▸ **Prompt**: Copy verbatim the stretch of the listing below that runs from the line containing "Would you be able to indicate the open" through the final line of the listing, both ends included.

▸ **Data extract**:

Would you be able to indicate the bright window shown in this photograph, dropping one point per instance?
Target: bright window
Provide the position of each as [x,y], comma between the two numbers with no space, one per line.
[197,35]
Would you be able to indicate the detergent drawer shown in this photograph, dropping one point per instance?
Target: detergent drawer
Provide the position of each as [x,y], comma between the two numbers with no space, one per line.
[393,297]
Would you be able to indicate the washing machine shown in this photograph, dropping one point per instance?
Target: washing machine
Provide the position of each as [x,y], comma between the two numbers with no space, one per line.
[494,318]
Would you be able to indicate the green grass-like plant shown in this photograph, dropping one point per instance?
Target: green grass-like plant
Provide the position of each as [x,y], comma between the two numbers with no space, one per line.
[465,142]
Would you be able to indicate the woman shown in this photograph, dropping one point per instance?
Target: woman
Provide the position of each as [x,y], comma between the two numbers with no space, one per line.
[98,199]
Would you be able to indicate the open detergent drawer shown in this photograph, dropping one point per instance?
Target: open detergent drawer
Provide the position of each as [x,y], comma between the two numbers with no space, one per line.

▸ **Answer for this exercise**:
Would you be able to indicate the open detergent drawer shown in this photograph, dropping one point per instance?
Target: open detergent drawer
Provide the position of each as [x,y], comma between the two numbers with no space, one per line.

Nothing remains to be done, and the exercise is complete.